------ Source

Zvezda - German MG34 with Crew 1939-42 (6106) _________(EXT)



Manufacturer Zvezda
Scale 1/72
Set Code 6106
Year 2010
No. of Figures 4
No. of Poses 2
Additional Items Wargaming cards, bases and flags
Size Tall
Material Soft Plastic
Colour Gray
Flash Level Medium
Glue-ability Excellent (Superglue Gel)
Conversion-ability Difficult
Optimal Period 1939  - 1945



When Zvezda took the decision to portray WWII Germans soldiers in 1/72 scale, it did it in a remarkable manner, issuing in the same time not one, but two figure kits referred to the brave and experienced Wehrmacht infantry. If the first set, considered like that only due to registration numbers, targeted regular troopers endowed with rifles and submachine guns, the second aimed specialized units, operating the famous and most trustful support weapon of infantry, the machinegun. In full accordance with reality, where MGs were an usual presence on the front line as the main weapon of WWII German infantry squads, Braille Scale figure sets abound in MGs, existing also few other tenders exclusively dedicated to such armaments. Still, in heavy role, respectively on Lafette, tripod offers are scarce and the accessible ones do not succeed to catch a proper picture of the device in case. Zvezda proposal plans to fill in exactly this major gap and accomplish it in an admirable manner, the MG, its tripod and the crew really impressing.

On the other hand, the opening Zvezda twin sets on 1/72 WWII Germans might be assessed as a market test, the company launching the first in hard and the second in soft plastic. Obviously, in hard material details appear finer and sharper and the two kits in case perfectly exemplify this fact-finding. The sensitivity of MG barrel and other thin parts determined the manufacturer to select a soft plastic approach, perhaps appraising that it confers better resistance to them, a key issue particularly in wargaming. Indeed, the present MG and its tripod excellent react to bending, being almost unbreakable, but the same material clearly affected the quality of details on figures.

Although tagged as second in Zvezda’s line dedicated to 1/72 WWII German Army matters, the MG kit might represent the first one. The producer weighted the pros and shortcomings of the two materials and acknowledging the superiority of hard plastic gave off to soft one in the following sets. The assessment is sustained by the continuation of the above mentioned series, in spite implying assembly, the kits being commercialized in hard plastic. Part of “Art of Tactic” board game joining figures, vehicles, and other military technique in different scales, the game probably benefitting by the most detailed figs that cover attractive topics, too. Since the beginning, the company aimed with “Art of Tactic” articles both wargamers and diorama builders, fact emphasized on the back of the box where on the left is mentioned “for gamers” and on the right “for modellers”. For sure the top quality of the toy soldiers allows the manufacturer to affirm this and with the perfect anatomy, fine details and accuracy, those figs are rather closer to the standards of static modellers than the usual understanding of wargaming products.

The importance granted by WWII German High Command to machine guns is stressed by the establishment at Battalion level of MG Companies, Platoons or Groups. Furthermore, each regular Rifle Squad, the basic division of a platoon enforced by KStN, was grouped around at least one MG, its strength principally relying on that/those weapon/s. The German theory and practice regarded the MG as primary weapon of infantry squad, the riflemen having backup or protection roles.

------------
------ Listing

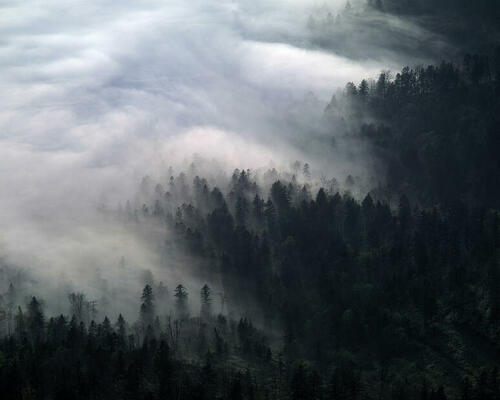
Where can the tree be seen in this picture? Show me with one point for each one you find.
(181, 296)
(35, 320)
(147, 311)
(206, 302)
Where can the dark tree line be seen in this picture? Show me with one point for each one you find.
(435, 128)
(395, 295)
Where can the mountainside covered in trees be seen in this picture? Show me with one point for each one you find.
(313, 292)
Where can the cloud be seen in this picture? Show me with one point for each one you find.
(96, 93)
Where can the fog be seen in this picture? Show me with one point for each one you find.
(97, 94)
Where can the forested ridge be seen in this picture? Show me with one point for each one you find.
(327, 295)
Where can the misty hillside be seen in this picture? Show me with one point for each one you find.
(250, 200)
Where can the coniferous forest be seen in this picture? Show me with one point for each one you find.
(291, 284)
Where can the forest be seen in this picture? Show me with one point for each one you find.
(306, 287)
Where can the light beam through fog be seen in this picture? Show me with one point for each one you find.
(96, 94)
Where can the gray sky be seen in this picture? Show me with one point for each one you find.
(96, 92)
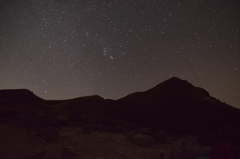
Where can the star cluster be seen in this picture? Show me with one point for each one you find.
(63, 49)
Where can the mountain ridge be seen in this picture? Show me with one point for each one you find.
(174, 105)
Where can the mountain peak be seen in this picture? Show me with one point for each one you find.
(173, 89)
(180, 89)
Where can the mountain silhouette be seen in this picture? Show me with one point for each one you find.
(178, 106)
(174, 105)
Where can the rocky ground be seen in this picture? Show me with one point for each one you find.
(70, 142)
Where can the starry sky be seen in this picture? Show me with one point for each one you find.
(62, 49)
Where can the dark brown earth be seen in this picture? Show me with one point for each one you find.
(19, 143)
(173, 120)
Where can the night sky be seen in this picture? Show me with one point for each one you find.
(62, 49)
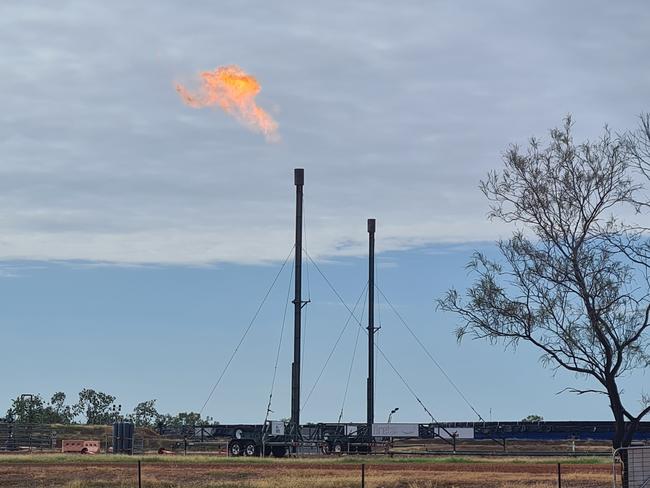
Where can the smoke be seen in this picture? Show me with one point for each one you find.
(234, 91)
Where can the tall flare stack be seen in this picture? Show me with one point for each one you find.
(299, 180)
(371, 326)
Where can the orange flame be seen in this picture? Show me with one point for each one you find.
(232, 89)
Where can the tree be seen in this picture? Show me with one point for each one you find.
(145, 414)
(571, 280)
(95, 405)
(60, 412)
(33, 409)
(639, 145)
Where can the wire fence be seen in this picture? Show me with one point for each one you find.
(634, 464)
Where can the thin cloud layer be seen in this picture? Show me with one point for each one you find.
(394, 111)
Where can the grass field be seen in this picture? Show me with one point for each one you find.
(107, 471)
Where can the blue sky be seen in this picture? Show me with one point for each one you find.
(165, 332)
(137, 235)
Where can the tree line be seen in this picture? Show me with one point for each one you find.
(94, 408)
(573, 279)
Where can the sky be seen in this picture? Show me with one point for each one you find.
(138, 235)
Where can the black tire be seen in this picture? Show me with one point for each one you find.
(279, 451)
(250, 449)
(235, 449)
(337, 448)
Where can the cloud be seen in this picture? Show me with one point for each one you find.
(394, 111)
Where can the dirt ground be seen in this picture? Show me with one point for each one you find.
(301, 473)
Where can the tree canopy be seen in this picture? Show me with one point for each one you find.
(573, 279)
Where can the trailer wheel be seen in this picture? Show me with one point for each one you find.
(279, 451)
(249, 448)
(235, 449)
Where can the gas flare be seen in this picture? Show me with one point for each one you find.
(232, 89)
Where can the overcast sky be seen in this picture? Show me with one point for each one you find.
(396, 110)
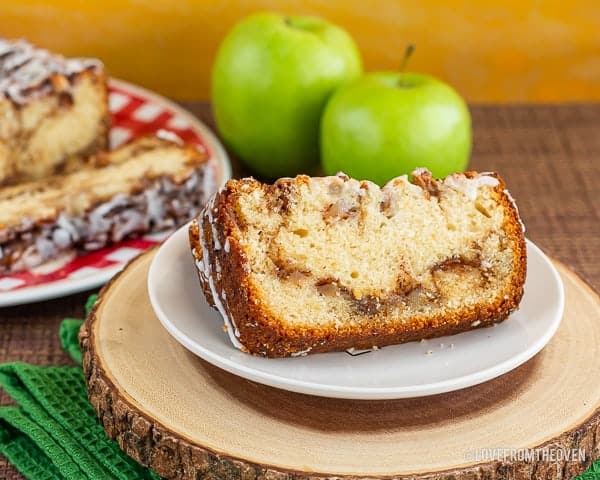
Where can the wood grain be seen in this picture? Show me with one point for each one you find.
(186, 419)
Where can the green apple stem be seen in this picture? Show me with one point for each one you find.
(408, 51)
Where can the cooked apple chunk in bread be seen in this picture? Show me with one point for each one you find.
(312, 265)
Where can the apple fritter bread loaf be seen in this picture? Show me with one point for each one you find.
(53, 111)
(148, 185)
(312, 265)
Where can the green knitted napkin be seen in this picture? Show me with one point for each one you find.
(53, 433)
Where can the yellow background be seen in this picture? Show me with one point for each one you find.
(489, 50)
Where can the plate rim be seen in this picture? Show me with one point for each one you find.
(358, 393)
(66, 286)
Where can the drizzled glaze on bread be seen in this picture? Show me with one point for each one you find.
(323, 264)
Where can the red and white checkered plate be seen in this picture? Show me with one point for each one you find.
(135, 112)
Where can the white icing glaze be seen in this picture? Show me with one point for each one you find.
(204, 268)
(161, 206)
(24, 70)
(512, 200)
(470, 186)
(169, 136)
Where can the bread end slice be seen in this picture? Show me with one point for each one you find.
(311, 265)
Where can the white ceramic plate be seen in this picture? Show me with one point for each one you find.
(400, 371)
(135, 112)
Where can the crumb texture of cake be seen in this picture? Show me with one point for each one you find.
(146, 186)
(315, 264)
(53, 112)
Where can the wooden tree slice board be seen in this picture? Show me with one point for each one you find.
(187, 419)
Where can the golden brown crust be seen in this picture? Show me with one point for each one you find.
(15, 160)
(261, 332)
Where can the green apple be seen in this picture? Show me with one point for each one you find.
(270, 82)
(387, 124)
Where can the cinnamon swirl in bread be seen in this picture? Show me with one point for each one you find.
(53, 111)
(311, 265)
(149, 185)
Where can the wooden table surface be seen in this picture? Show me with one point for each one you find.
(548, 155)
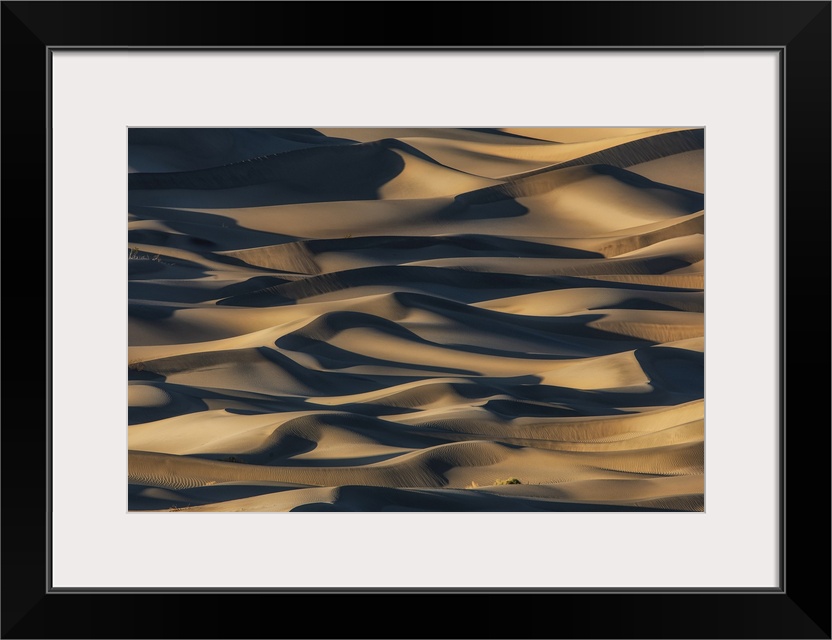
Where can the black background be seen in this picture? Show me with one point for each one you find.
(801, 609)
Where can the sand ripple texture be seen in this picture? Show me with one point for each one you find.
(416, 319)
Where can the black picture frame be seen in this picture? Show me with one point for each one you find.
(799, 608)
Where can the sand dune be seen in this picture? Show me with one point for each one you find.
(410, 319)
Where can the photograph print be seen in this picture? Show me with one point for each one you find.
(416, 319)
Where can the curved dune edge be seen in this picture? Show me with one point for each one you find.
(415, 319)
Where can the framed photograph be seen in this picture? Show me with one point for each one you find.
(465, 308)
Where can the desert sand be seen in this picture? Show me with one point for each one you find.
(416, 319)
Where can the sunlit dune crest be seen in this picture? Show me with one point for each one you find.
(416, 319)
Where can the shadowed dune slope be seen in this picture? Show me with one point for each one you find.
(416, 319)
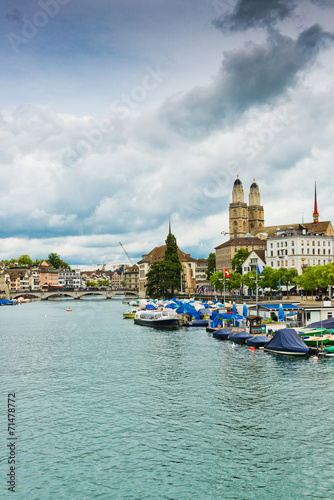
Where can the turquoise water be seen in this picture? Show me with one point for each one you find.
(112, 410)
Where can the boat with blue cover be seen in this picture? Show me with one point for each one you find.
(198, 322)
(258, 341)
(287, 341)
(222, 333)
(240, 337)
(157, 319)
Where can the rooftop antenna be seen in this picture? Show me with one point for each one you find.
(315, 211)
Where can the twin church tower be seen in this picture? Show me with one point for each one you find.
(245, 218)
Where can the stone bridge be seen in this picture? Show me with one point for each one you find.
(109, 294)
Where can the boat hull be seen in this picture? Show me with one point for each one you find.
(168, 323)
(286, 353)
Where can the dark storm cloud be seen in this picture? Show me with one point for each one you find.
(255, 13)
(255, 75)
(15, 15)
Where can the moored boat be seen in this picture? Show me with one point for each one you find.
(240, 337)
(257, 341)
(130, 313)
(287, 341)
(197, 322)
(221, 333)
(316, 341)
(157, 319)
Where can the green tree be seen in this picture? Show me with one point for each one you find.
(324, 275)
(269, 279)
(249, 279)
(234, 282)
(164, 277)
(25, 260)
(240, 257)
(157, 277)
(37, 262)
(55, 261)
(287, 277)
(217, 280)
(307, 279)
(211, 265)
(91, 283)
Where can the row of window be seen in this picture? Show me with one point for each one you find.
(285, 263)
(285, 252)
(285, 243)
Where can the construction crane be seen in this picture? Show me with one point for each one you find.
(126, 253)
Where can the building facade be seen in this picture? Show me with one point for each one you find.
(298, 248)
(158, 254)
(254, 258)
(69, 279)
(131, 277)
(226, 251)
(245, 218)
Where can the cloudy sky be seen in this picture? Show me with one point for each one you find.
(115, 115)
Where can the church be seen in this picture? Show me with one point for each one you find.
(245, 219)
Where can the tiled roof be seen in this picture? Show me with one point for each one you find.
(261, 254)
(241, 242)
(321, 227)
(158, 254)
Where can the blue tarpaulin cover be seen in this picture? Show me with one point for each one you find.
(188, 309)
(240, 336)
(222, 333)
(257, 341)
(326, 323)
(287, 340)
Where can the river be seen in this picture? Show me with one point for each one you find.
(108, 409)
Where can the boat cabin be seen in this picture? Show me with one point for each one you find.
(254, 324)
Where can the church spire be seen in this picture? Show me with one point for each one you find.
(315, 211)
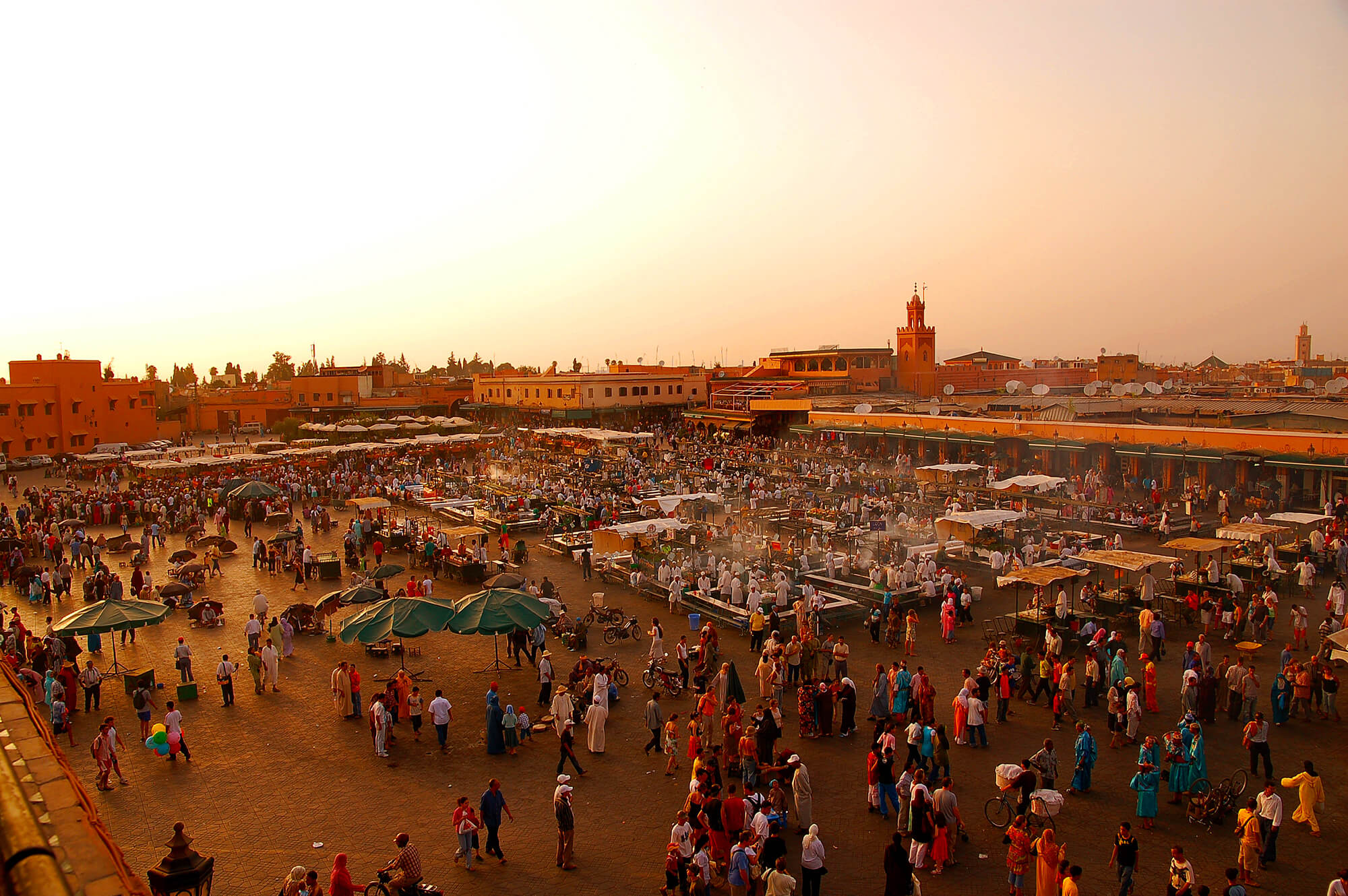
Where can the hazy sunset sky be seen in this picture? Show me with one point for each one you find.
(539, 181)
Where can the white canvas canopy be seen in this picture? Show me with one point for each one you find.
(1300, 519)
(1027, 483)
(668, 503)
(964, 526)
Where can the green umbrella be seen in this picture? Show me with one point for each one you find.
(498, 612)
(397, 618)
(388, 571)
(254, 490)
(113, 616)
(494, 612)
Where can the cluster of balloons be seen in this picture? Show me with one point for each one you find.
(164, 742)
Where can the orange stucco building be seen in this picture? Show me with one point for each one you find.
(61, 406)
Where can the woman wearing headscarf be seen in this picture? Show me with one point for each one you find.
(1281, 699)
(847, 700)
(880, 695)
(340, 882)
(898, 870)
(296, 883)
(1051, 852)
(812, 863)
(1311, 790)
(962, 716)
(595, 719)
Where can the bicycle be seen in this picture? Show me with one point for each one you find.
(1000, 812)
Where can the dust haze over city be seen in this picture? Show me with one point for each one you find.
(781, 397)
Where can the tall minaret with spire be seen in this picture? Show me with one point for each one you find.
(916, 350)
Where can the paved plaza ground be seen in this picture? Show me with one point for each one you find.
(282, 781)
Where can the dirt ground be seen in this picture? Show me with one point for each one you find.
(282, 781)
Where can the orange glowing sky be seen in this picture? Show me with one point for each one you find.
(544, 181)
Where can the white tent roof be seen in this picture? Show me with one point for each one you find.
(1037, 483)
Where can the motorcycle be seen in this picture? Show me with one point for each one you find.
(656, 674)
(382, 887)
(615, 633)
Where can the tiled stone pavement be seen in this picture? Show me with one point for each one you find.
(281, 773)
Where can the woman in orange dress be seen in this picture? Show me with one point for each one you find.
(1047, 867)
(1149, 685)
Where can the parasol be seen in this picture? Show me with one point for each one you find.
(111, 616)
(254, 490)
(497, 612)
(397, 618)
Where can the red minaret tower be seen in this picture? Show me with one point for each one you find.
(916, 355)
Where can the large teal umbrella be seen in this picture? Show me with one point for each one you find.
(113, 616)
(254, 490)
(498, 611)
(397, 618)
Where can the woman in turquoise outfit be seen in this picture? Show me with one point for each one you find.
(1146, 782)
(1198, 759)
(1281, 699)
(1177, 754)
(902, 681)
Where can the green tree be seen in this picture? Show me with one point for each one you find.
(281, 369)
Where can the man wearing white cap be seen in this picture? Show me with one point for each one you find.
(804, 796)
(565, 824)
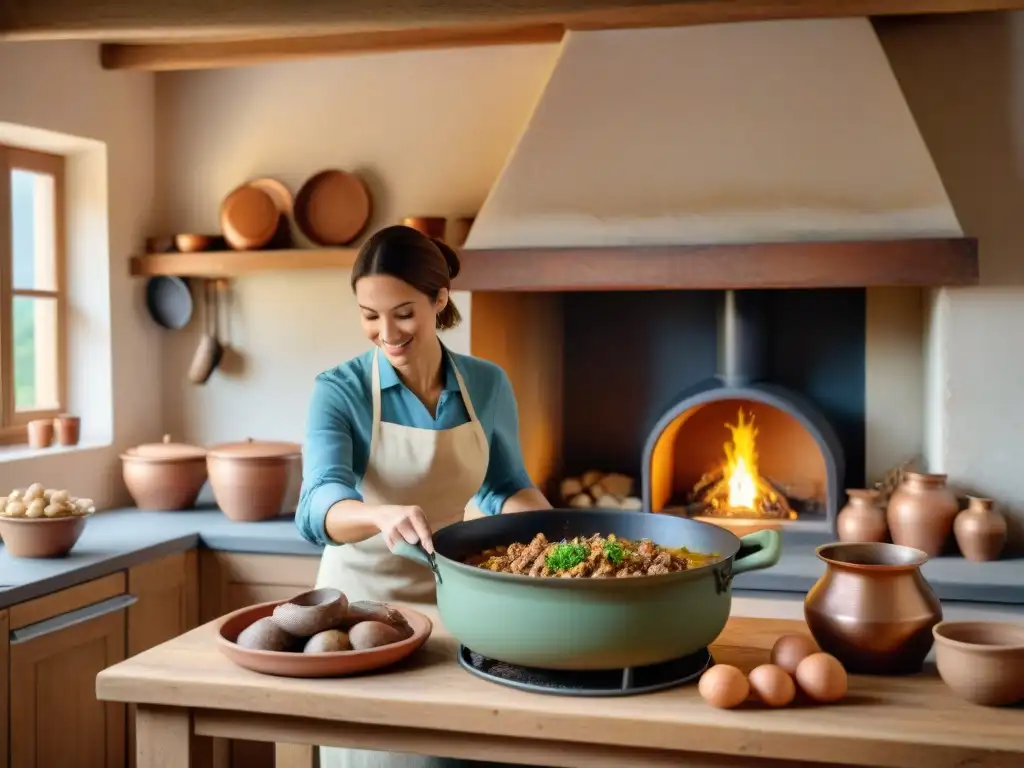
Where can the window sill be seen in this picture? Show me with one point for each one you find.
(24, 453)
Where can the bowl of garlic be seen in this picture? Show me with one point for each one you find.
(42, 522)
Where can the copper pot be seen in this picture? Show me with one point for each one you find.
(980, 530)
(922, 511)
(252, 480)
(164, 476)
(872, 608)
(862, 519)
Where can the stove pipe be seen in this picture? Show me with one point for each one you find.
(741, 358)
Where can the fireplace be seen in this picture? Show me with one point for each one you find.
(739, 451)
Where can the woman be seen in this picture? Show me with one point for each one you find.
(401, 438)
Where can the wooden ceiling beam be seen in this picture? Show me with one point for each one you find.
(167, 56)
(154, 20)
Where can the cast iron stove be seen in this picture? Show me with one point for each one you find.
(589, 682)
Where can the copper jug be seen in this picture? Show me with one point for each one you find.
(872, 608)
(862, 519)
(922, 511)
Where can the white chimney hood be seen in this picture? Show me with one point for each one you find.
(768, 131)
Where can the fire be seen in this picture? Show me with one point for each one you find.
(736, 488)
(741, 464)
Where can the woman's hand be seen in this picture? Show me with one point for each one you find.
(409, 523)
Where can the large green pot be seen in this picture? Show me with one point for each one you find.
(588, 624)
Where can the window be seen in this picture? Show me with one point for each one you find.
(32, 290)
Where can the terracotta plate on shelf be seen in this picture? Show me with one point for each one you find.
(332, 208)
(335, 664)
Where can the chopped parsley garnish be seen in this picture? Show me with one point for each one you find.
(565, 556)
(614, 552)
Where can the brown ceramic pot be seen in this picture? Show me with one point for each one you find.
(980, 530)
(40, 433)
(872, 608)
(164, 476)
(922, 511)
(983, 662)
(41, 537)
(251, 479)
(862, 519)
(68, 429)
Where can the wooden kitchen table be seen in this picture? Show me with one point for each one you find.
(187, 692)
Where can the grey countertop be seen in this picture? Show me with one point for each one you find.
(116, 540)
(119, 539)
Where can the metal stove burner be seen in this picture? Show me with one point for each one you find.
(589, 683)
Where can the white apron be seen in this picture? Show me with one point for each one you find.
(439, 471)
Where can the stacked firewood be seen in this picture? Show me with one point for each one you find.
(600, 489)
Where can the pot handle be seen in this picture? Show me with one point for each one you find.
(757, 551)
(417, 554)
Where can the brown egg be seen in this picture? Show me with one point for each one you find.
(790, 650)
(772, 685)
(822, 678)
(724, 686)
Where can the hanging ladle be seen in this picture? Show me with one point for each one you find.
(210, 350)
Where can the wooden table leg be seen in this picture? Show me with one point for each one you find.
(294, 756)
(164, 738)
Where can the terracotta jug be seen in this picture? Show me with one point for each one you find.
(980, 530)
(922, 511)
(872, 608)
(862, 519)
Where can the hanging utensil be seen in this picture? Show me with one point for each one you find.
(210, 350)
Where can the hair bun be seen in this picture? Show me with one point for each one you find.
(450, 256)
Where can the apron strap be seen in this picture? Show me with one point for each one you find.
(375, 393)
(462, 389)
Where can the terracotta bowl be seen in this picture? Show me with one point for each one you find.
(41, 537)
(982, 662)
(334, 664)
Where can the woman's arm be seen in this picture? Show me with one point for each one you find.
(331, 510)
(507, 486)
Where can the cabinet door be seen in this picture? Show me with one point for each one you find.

------------

» **Problem details**
Condense the paragraph in the Zvezda MG34 review above that begins "The importance granted by WWII German High Command" into a short bulleted list that keeps its main facts.

» **Solution to this problem**
- The WWII German High Command showed how much it valued machine guns by setting up MG Companies, Platoons or Groups at battalion level.
- Each regular Rifle Squad, the basic division of a platoon under KStN, was built around at least one MG, which supplied most of its strength.
- German theory and practice treated the MG as the infantry squad's primary weapon, with riflemen in backup or protection roles.